*Excerpt from a dataset:*
########
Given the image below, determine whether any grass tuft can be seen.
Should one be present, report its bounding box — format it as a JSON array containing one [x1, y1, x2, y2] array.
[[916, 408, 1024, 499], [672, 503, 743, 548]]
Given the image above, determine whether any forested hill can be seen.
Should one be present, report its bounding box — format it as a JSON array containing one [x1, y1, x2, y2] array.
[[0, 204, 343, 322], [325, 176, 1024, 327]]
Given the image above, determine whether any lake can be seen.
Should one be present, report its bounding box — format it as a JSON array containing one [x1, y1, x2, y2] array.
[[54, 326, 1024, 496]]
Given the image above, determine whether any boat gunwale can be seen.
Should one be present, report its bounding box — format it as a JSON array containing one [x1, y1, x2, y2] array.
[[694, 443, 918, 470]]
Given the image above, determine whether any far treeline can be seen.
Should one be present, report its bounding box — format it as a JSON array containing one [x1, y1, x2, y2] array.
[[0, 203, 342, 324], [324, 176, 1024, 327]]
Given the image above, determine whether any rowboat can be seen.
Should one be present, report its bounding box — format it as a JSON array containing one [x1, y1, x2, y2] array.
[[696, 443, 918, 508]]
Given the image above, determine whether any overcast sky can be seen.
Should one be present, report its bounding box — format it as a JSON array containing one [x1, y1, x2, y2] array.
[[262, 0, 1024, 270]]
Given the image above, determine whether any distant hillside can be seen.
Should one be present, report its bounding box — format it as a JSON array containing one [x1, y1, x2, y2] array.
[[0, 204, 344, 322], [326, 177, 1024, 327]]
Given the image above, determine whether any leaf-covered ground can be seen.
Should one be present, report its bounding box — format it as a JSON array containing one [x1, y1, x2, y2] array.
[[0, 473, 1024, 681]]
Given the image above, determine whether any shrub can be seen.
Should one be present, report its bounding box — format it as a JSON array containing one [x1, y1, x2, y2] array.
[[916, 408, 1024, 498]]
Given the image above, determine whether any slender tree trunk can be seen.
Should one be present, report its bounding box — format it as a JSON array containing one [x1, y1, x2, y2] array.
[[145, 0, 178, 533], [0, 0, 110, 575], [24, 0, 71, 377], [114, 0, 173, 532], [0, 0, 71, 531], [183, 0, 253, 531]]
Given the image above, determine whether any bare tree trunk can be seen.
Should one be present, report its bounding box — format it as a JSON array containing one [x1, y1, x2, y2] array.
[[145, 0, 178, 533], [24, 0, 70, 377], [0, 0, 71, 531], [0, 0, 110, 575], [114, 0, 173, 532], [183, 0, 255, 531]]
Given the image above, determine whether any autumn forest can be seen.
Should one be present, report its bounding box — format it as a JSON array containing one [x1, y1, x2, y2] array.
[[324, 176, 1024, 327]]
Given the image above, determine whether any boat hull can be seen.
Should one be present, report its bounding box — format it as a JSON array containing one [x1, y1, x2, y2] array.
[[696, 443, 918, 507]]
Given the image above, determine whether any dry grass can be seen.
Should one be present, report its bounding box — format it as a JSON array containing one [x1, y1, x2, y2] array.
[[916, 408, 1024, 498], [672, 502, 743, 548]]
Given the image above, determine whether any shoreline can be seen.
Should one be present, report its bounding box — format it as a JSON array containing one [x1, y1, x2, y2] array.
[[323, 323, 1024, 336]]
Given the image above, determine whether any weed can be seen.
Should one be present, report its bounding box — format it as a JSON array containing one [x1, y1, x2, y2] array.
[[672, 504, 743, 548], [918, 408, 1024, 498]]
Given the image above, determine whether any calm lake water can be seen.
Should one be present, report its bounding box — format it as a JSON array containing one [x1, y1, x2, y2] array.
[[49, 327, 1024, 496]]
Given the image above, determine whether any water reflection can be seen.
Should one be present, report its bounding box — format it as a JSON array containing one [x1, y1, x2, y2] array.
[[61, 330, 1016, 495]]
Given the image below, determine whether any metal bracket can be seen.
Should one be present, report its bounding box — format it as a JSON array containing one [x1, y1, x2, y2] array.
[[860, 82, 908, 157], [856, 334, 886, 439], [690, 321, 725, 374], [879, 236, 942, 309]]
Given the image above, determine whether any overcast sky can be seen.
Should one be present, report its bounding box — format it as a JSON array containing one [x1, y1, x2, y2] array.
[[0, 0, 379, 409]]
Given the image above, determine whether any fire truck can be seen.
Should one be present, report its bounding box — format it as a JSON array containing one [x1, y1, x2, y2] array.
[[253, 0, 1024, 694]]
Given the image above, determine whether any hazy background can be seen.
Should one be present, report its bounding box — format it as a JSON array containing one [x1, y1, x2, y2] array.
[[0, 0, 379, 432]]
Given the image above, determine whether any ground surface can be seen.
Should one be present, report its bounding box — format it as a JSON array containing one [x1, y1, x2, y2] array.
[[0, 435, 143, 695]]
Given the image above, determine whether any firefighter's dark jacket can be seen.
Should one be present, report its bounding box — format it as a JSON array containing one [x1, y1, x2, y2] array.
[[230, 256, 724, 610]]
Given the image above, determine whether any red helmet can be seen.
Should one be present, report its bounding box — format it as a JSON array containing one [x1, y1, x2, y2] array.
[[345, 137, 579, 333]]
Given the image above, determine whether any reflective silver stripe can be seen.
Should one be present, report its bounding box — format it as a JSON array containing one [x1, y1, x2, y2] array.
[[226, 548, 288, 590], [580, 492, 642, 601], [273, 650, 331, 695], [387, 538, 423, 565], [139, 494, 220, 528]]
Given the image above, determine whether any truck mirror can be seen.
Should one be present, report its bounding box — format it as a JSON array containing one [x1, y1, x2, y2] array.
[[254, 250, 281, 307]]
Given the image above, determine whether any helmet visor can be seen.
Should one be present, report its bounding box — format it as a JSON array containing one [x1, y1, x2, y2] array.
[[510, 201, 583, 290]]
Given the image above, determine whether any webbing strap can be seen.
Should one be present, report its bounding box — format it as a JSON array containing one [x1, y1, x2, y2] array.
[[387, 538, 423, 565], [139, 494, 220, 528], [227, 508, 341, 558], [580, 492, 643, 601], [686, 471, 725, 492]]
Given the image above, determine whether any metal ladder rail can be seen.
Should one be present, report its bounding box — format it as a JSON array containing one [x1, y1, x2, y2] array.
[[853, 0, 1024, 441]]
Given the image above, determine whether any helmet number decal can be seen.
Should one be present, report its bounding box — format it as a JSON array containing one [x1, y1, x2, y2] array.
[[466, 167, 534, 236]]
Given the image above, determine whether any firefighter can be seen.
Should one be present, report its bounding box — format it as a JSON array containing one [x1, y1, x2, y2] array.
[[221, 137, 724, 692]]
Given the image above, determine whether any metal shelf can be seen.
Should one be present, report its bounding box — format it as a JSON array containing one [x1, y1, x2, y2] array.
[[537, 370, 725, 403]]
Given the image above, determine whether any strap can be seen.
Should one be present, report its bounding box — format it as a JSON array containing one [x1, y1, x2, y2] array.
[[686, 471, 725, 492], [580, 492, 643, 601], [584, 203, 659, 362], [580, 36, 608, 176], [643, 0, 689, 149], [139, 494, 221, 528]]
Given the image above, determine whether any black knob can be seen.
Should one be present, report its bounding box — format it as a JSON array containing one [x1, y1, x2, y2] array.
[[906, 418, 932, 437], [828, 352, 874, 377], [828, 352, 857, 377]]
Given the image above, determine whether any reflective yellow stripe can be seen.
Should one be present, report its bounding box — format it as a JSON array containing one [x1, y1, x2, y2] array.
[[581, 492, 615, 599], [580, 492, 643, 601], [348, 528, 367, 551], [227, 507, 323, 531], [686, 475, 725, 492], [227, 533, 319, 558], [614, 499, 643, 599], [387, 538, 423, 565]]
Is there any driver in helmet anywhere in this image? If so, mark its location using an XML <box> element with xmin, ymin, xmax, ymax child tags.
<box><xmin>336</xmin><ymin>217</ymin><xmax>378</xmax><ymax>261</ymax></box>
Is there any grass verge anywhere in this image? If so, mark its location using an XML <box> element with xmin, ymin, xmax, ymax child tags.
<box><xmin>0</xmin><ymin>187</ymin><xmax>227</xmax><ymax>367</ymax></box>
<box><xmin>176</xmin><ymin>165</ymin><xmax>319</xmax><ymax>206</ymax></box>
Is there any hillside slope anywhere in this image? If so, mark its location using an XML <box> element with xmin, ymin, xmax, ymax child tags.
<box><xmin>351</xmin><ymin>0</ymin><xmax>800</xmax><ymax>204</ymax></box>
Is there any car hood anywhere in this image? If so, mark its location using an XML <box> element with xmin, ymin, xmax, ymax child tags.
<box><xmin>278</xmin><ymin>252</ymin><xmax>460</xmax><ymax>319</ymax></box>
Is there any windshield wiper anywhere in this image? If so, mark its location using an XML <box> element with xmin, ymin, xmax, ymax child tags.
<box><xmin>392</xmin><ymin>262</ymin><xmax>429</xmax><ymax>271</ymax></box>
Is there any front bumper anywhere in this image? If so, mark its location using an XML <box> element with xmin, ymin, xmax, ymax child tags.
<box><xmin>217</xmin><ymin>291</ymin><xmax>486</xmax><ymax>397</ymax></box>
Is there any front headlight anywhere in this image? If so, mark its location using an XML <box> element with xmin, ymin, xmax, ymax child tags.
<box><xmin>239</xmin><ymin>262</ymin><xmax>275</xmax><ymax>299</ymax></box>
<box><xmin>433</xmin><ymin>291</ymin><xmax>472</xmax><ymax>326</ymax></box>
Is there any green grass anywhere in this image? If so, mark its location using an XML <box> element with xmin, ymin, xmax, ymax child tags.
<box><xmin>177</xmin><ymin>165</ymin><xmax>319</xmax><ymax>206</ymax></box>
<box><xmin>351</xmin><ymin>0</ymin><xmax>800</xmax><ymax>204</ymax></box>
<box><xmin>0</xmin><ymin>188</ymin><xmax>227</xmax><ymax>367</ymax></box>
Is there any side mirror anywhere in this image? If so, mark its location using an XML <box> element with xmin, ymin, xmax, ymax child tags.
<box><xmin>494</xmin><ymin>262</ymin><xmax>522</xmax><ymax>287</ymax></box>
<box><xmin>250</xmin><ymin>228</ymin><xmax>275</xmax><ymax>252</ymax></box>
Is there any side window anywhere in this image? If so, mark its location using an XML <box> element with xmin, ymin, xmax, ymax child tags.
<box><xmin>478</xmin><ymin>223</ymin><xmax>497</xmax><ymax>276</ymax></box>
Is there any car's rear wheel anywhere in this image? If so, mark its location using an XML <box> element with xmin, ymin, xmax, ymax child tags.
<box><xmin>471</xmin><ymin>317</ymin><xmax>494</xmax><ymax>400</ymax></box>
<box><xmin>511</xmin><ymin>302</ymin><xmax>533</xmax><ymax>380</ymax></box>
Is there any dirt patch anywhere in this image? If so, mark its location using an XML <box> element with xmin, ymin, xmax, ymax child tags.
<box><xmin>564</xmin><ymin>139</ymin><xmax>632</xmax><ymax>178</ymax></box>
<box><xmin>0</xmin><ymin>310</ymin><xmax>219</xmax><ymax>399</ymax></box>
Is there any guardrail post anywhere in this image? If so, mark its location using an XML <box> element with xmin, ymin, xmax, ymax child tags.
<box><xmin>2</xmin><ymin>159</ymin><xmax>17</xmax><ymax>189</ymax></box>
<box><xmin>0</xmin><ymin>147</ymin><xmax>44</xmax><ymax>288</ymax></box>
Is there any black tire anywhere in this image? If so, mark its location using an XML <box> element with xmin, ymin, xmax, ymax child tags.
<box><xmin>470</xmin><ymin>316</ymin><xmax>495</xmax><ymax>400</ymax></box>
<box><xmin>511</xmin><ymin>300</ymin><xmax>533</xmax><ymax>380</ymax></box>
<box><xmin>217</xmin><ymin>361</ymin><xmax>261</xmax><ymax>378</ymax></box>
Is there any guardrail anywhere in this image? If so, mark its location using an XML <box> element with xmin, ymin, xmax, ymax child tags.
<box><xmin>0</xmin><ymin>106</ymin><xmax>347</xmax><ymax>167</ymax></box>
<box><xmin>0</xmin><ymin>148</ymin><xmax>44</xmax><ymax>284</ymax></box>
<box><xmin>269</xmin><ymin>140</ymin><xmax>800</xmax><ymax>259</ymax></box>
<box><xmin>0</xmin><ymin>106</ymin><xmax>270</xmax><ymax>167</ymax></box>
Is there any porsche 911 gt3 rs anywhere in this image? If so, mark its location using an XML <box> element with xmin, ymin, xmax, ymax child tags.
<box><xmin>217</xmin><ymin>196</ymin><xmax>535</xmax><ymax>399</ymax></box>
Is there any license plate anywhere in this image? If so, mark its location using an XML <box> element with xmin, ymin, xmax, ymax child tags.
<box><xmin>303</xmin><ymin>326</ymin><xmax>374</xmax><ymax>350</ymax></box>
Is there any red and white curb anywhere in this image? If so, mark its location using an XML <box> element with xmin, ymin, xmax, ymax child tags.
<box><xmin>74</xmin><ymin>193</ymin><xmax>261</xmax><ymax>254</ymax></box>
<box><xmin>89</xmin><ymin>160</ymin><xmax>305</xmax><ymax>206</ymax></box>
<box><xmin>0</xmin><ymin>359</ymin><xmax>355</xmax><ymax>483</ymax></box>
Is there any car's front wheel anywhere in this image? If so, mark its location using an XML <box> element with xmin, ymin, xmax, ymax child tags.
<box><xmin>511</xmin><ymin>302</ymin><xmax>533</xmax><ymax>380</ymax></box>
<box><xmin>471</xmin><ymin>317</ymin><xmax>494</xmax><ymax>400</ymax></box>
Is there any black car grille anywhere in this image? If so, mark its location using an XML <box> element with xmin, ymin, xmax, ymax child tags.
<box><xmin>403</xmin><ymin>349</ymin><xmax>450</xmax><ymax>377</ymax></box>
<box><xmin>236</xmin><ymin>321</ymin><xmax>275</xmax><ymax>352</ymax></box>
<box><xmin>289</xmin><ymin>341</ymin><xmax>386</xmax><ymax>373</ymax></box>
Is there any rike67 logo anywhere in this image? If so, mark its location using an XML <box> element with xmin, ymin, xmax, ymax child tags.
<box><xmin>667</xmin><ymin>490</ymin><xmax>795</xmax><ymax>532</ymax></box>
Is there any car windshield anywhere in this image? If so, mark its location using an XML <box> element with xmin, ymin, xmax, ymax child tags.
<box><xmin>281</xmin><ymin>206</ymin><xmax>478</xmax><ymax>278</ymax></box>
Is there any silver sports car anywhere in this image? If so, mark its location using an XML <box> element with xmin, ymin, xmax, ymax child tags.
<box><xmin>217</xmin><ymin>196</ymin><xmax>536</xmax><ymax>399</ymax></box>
########
*SET PROBLEM:* Repeat exactly, and only, the lines from the line containing "Is there any car's front" through the last line of the records above, both included.

*CORRECT ANSWER:*
Is there any car's front wheel anywhere in this image? If so, mark its location using an XML <box> element with xmin, ymin, xmax, ymax child tags.
<box><xmin>511</xmin><ymin>302</ymin><xmax>533</xmax><ymax>380</ymax></box>
<box><xmin>471</xmin><ymin>317</ymin><xmax>494</xmax><ymax>400</ymax></box>
Is there any black car grille anywhere in this image? If so, mark its location using an XML <box> element with xmin, ymin, xmax, ymax child tags.
<box><xmin>403</xmin><ymin>349</ymin><xmax>450</xmax><ymax>377</ymax></box>
<box><xmin>236</xmin><ymin>321</ymin><xmax>275</xmax><ymax>352</ymax></box>
<box><xmin>289</xmin><ymin>341</ymin><xmax>386</xmax><ymax>373</ymax></box>
Is there any rike67 logo anywhere in this image? If so, mark its location using an XML <box> element with xmin, ymin, xmax, ymax child tags.
<box><xmin>667</xmin><ymin>490</ymin><xmax>795</xmax><ymax>532</ymax></box>
Is there any car windshield anywhere in this image? If so, mark its location using an XML <box> element with xmin, ymin, xmax, ymax child tags.
<box><xmin>281</xmin><ymin>206</ymin><xmax>478</xmax><ymax>278</ymax></box>
Is there any silver sports car anywhere in this image? If so, mark its location using an XML <box> element with xmin, ymin, xmax, ymax child tags.
<box><xmin>217</xmin><ymin>196</ymin><xmax>536</xmax><ymax>399</ymax></box>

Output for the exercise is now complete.